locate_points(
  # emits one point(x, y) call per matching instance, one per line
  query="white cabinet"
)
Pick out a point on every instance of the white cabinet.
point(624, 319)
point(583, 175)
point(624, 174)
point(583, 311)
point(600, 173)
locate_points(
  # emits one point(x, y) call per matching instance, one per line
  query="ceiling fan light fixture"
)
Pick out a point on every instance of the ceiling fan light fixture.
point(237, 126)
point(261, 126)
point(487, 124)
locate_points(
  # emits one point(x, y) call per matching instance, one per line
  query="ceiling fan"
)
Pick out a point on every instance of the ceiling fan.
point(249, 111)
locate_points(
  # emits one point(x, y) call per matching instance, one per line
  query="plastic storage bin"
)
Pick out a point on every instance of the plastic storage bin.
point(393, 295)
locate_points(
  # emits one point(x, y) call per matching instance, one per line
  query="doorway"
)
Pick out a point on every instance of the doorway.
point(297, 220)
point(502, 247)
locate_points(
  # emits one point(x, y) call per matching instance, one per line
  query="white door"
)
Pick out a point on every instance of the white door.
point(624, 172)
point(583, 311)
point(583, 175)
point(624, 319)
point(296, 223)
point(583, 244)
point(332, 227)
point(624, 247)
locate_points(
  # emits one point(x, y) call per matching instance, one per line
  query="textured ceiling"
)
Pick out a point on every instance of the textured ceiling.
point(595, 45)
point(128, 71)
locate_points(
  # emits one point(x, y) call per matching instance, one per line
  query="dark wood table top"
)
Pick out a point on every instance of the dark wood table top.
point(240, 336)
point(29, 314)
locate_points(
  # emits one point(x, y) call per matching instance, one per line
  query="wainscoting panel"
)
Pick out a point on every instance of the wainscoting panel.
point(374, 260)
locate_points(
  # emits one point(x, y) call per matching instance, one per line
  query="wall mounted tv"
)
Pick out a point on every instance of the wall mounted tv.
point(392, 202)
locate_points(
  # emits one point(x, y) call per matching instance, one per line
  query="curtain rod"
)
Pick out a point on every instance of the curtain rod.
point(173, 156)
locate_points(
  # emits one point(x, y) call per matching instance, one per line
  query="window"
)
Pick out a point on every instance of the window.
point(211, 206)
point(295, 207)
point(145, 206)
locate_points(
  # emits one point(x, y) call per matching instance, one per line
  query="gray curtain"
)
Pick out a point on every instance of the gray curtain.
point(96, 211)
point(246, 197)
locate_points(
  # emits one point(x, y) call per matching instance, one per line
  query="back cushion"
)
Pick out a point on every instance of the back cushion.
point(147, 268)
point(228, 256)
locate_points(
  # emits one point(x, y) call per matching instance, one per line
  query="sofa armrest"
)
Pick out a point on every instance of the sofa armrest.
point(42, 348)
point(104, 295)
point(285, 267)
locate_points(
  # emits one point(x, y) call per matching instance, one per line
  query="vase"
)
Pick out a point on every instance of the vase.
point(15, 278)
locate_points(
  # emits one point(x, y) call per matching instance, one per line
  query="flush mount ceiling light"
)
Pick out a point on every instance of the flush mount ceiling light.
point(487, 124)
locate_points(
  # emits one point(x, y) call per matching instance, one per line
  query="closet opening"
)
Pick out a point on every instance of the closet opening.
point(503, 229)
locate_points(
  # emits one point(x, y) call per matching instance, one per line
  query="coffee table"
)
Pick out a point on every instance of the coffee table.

····················

ASSIGNMENT: Return, in full, every line of these entries that holds "coffee".

REPLY TO THE TASK:
  query="coffee table"
Pick out a point on every instance of the coffee table.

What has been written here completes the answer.